Mennonite theologian from Friesland

Dirk Philips (1504–1568) was an early Anabaptist writer and theologian. He was one of the peaceful disciples of Melchior Hoffman and later joined Menno Simons in laying out practical doctrines for what would become the Mennonite church.

== Biography ==

Dirk Philips was born in Leeuwarden in 1504, the son of a priest (it was not uncommon at the time for a priest to have unofficial wives and families). He was a Franciscan friar. He joined the Anabaptist Brotherhood in 1533 and became an elder in 1534. In 1537, he was named one of the outstanding Anabaptist leaders. In 1561, he was described as an old man, not very tall, with a grey beard and white hair. He died in Het Falder in 1568.

== Beliefs ==

He was the leading theologian of his time among Dutch Mennonites. He was known to be very systematic in his thinking, and very strict and unwavering in his beliefs. There were two key themes to his theology: the word of scripture, and the word incarnate in Jesus. Like other Anabaptists, he gave Christ pre-eminence.

He identifies seven ordinances and commandments that must be maintained to be recognized as an authentic church:
- Pure, unfalsified teaching of the divine Word by true ministers
- Scriptural use of the sacraments, baptism and the Lord's Supper
- Washing the feet of the saints
- Separation of sinners (the ban and shunning)
- Command of love one for another
- Keeping all the commandments of Christ Jesus
- Suffering and persecution is expected for all Christians

He believed in strict adherence to the ban or shunning. This is when open sinners are expelled from the church until they repent. He felt this was necessary in order to maintain the purity of the church. His emphasis on the ban and the purity of the community makes Dirk Philips' writings more popular with the Old Order Amish. He believed in the absolute opposition between the church and the world, and therefore that believers should expect persecution.

◇ ◇ ◇ ◇ ◇

Work instruction:
Answer these questions using the Dirk Philips text.
(a) In which city was Dirk Philips born?
(b) In what year did he become an elder?
(c) Which group finds his writings more popular because of his emphasis on the ban and the purity of the community?
The data after this point is separate from the Dirk Philips text.

Available data:
◇ ◇ ◇ ◇ ◇

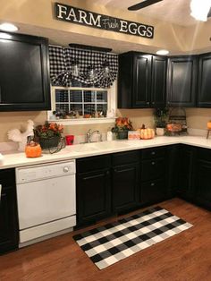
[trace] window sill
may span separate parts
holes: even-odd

◇ ◇ ◇ ◇ ◇

Exercise solution:
(a) Leeuwarden
(b) 1534
(c) The Old Order Amish